Copy the material below, swapping "black" for "dark" and keeping every other line unchanged.

[Data listing]
____________

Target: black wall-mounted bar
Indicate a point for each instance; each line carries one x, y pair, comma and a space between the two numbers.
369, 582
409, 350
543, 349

____________

• **Answer in full**:
Target: dark wall-mounted bar
Indicate a point for each instance; each line carries one x, y pair, comma and a space between the two numbers.
369, 582
409, 350
543, 349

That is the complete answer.